_GOALS_:
1 - From the description of the competition study, list each thing whose response to price competition the book measures, as named in the sentence beginning "Using data from before and after the 1956 act".
2 - Resume the description of the book on competition and the 1956 Restrictive Trade Practices Act, writing on from its final sentence.

_SOURCE EXTRACT_:
The Effects of Competition
Policies to promote competition are high on the political agenda worldwide. But in a constantly changing marketplace, the effects of more intense competition on firm conduct, market structure, and industry performance are often hard to distinguish. This study combines game-theoretic models with empirical evidence from a "natural experiment" of policy reform. The introduction in the United Kingdom of the 1956 Restrictive Trade Practices Act led to the registration and subsequent abolition of explicit restrictive agreements between firms and the intensification of price competition across a range of manufacturing industries. An equally large number of industries were not affected by the legislation.
Using data from before and after the 1956 act, this book compares the two groups of industries to determine the effect of price competition on concentration, firm and plant numbers, profitability, advertising intensity, and innovation. The book avoids two problems common to empirical studies of competition: how to measure the intensity of competition and how to unravel the links between competition and other variables. Because the change in the intensity of competition had an external cause, there is no need to measure the intensity of competition directly, and it is possible to identify one-way causal effects when estimating the impact of competition.
The book also examines issues such as the industries in which collusion is more likely to occur; the effect of cartels and cartel laws on market structure and profitability; the links between competition, advertising, and innovation; and the constraints on the exercise of merger and antitrust policies.

_Named object pointing entries_:
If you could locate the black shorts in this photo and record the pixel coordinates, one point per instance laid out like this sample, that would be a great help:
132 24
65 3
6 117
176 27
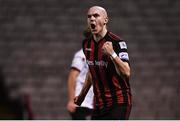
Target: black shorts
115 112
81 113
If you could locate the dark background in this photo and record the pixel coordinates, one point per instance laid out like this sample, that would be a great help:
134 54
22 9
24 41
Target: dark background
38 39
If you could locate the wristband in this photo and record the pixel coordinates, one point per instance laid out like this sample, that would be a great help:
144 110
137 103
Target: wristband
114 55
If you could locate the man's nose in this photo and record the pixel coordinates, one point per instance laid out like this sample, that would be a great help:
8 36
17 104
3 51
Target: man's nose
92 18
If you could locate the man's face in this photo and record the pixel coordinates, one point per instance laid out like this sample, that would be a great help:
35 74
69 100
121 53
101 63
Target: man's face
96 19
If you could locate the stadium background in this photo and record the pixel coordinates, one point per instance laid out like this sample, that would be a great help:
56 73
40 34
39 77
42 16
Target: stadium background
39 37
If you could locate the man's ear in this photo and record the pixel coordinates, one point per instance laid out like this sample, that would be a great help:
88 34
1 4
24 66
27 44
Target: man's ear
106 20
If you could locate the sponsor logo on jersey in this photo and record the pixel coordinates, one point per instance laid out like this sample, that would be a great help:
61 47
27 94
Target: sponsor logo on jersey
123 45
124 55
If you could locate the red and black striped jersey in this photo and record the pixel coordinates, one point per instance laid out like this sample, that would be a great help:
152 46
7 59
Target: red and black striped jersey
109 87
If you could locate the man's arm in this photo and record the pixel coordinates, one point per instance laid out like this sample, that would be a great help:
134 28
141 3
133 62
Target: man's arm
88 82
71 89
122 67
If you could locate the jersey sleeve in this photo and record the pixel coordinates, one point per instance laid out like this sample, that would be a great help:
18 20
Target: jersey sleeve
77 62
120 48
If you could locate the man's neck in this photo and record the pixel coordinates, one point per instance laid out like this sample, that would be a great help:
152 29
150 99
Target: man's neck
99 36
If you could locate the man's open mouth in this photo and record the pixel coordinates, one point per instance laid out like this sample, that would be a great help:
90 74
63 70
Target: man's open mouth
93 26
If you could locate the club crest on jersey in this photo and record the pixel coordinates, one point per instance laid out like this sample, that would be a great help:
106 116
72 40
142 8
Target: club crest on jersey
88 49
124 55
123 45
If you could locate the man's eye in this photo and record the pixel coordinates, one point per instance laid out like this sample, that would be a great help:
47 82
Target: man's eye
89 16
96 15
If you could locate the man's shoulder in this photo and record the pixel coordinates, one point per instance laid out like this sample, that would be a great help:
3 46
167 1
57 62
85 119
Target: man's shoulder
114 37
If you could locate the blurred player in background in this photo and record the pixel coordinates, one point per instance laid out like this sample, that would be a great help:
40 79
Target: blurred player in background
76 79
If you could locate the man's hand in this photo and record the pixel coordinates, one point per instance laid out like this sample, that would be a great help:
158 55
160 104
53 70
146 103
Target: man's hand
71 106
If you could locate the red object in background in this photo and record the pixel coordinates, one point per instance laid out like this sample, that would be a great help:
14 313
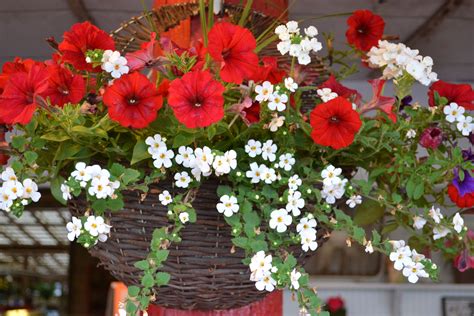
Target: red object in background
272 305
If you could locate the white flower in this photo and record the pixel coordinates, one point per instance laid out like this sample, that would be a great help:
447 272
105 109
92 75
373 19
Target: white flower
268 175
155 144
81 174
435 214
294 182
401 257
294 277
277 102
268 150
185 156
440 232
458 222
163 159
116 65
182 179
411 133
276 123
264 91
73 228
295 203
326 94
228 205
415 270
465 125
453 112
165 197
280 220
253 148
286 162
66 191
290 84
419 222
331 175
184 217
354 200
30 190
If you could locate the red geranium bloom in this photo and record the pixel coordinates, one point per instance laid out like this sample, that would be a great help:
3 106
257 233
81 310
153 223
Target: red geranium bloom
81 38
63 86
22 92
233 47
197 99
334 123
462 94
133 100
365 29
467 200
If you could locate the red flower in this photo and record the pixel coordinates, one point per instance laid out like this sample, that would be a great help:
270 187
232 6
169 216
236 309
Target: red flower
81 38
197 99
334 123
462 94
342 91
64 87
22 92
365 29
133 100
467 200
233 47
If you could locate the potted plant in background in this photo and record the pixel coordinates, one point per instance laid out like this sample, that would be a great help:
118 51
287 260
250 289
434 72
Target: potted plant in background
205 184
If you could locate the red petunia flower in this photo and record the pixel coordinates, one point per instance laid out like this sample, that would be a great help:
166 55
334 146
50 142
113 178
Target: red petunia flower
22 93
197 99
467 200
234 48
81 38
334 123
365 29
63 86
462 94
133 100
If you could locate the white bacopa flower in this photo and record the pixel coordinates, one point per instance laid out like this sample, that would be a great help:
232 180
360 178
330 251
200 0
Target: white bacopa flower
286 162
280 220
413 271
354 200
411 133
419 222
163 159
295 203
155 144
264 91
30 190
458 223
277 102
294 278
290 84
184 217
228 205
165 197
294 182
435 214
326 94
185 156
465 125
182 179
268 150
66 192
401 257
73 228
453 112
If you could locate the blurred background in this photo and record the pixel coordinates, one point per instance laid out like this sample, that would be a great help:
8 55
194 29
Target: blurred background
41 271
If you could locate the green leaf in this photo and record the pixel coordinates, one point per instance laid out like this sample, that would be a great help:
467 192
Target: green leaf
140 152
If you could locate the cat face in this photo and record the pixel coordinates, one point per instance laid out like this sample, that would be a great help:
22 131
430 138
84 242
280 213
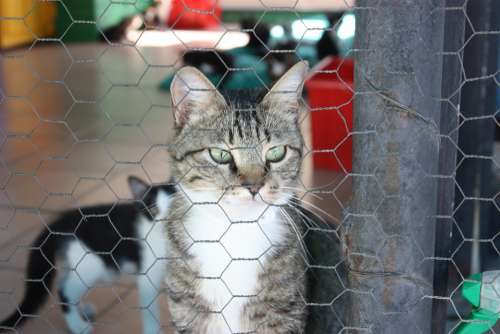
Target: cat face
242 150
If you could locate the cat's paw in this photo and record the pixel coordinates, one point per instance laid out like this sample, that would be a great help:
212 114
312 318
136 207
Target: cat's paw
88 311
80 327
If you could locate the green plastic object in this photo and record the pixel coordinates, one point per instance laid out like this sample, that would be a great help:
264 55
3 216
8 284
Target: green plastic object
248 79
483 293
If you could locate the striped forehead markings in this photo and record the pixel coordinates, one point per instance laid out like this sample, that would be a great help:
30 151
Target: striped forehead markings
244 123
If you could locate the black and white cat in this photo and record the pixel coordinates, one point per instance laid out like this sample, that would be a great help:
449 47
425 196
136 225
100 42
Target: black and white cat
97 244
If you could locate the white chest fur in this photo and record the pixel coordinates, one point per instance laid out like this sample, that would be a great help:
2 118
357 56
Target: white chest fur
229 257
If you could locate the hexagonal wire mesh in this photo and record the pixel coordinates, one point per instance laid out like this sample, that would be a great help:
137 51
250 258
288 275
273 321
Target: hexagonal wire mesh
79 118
...
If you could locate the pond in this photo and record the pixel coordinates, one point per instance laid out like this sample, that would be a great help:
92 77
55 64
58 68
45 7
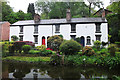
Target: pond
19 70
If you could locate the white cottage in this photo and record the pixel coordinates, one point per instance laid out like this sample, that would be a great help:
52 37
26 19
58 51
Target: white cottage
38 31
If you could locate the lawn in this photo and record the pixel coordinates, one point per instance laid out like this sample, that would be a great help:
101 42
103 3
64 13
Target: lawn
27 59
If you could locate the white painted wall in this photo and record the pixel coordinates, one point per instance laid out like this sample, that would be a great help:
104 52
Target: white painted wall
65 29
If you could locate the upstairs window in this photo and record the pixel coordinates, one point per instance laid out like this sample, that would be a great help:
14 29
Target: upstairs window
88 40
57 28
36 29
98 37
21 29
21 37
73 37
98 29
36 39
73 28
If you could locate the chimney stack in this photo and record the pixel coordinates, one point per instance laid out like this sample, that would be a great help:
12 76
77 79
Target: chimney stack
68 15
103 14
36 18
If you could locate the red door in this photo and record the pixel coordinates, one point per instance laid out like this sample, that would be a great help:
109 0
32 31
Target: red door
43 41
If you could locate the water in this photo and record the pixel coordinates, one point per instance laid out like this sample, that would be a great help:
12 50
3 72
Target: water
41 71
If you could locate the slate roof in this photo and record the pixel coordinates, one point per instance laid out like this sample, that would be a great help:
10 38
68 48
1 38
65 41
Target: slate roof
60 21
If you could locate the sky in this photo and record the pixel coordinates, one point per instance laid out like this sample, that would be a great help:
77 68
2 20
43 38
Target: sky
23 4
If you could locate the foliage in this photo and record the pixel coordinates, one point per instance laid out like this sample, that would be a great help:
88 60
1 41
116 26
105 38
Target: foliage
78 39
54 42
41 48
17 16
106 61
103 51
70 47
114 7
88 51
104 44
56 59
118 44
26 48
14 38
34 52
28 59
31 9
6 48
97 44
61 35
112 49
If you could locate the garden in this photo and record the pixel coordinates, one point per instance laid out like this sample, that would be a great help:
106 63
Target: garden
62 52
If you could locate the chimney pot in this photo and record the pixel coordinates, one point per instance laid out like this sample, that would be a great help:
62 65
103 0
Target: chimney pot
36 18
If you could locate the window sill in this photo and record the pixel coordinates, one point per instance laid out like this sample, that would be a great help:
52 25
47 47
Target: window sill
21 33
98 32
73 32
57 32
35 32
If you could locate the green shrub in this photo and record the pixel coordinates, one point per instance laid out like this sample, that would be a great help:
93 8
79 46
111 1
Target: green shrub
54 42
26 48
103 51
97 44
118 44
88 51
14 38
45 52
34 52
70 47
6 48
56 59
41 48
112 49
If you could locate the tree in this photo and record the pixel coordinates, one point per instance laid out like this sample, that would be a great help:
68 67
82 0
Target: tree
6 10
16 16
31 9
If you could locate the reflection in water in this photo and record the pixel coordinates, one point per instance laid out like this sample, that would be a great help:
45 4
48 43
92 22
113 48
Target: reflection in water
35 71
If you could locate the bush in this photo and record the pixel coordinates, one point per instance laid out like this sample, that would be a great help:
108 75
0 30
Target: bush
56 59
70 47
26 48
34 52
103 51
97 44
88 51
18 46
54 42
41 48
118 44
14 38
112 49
==
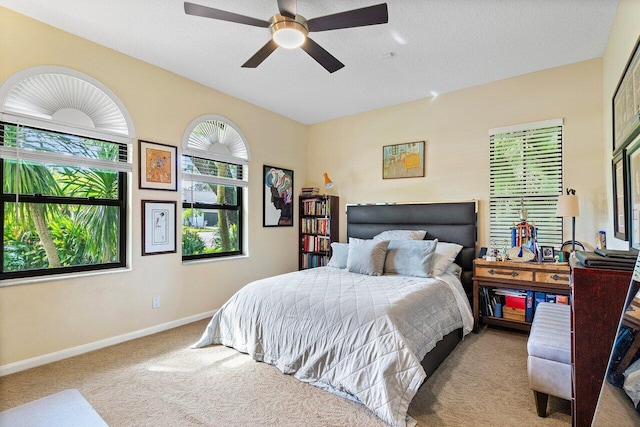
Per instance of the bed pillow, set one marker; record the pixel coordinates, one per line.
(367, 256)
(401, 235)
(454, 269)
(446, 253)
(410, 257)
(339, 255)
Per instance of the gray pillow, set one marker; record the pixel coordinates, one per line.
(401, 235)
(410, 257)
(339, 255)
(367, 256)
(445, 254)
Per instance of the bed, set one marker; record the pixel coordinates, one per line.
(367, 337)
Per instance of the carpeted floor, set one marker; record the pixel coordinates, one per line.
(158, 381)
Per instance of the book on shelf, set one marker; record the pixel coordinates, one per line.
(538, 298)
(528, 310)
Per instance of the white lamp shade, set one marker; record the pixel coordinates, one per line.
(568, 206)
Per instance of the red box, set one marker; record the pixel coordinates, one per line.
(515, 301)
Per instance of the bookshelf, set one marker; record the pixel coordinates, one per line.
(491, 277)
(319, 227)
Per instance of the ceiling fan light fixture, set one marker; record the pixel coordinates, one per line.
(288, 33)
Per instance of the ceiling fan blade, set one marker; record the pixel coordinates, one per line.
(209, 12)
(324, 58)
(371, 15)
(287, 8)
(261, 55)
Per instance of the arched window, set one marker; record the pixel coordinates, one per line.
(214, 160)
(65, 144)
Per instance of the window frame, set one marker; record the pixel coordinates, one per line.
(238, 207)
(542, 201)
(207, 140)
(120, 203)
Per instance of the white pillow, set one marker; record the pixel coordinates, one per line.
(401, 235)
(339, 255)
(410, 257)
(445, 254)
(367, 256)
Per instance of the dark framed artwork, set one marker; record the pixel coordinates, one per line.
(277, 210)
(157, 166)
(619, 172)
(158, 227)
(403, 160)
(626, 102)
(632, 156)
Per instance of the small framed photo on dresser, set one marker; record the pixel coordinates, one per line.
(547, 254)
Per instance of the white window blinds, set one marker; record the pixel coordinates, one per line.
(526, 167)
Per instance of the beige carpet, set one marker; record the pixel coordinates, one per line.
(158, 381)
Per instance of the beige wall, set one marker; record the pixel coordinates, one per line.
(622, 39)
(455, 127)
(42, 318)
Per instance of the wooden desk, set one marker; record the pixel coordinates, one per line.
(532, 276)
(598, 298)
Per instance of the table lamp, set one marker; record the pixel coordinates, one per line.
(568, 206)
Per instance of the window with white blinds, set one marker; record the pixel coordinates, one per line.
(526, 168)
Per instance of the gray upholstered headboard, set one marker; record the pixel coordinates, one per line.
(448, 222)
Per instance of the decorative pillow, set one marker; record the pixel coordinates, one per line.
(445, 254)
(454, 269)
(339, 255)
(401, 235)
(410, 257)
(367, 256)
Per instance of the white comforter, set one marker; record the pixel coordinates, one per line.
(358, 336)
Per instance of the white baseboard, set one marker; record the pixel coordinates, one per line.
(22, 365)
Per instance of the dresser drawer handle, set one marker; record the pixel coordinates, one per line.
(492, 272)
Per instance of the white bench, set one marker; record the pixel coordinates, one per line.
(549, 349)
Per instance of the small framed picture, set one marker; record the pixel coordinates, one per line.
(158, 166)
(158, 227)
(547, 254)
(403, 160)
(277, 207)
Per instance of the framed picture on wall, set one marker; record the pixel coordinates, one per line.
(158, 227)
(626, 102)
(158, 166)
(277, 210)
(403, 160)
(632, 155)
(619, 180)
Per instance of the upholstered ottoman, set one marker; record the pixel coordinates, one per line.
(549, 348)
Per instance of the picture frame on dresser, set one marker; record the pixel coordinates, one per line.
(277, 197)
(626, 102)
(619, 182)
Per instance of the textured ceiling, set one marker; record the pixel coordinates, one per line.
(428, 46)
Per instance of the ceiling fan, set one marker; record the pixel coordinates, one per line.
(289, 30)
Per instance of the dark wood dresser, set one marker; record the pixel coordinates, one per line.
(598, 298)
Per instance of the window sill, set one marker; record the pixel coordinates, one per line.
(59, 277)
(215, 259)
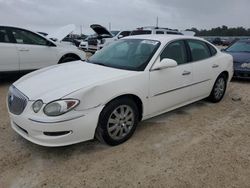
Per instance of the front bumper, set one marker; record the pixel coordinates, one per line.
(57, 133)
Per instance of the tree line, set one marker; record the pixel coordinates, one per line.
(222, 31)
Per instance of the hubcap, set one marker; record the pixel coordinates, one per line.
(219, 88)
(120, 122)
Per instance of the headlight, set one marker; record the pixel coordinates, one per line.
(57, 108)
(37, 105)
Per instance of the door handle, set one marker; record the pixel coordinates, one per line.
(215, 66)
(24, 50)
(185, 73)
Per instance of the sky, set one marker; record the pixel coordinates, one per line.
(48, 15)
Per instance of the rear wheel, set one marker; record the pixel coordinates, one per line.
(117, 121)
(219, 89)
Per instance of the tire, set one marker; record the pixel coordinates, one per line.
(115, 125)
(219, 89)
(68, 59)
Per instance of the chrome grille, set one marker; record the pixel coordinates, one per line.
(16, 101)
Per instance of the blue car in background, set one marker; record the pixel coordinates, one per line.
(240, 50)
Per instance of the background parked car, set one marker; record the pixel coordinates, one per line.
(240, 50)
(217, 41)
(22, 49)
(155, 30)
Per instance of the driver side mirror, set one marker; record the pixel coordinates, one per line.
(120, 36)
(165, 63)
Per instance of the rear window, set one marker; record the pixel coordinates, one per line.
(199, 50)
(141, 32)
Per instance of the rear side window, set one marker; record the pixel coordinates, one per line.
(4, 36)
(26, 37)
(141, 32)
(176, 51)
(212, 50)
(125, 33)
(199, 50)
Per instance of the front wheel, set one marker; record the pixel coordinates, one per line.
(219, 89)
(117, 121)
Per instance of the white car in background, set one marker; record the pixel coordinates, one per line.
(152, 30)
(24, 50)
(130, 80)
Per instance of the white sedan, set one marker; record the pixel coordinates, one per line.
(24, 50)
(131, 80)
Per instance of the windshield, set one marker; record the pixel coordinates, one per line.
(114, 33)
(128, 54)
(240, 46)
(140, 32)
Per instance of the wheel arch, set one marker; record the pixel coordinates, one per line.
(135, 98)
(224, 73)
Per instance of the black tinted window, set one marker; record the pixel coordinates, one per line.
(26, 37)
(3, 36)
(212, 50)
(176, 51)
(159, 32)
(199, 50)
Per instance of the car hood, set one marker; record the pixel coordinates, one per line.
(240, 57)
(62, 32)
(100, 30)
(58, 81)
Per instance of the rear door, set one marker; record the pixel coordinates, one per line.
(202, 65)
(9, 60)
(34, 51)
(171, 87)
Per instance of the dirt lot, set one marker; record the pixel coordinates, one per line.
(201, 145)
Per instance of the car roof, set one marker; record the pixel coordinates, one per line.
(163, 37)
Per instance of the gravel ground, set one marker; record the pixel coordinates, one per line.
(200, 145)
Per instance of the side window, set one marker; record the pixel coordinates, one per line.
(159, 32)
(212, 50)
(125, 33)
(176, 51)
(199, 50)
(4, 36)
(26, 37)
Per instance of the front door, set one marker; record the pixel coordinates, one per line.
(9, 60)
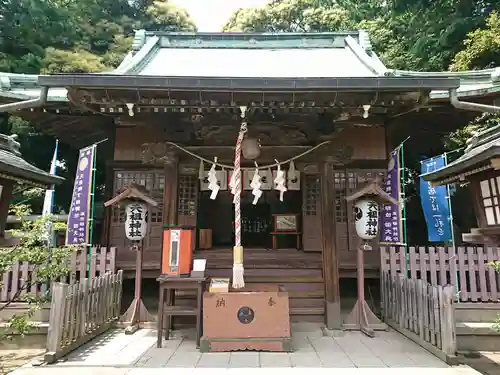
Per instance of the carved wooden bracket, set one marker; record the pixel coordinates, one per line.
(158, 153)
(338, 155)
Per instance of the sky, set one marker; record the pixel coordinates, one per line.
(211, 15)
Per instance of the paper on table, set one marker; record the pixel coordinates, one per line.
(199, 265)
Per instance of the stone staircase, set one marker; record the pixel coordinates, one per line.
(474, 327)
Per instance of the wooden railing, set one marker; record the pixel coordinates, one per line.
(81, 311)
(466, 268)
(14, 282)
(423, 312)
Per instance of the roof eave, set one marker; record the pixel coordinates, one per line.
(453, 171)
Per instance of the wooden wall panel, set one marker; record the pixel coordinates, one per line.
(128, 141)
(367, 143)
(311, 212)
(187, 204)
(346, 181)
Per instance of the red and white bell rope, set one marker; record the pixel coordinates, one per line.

_RESULTS BY TASK_:
1 -
- Concentration
- Firm and plant numbers
- Profitability
- Advertising intensity
- Innovation

2 -
About the Author
George Symeonidis is a lecturer in the Department of Economics at the University of Essex and a Research Affiliate at the Centre for Economic Policy Research in London.
"A combination of data and theoretical reasoning leads Symeonidis to focus his study of the impacts of the change in collusive possibilities in Britain on their effect on market structure and non-price aspects of competition, rather than on prices per se. The evidence is compelling, and the insights are important. This book ought to change the way we analyze collusion."
—Ariel Pakes, Professor of Economics, Harvard University
"Symeonidis's book is based on a unique dataset that allows for a natural experiment on the nature of oligopoly competition. The results of this study are of great importance for both empirical and theoretical industrial-organization economists."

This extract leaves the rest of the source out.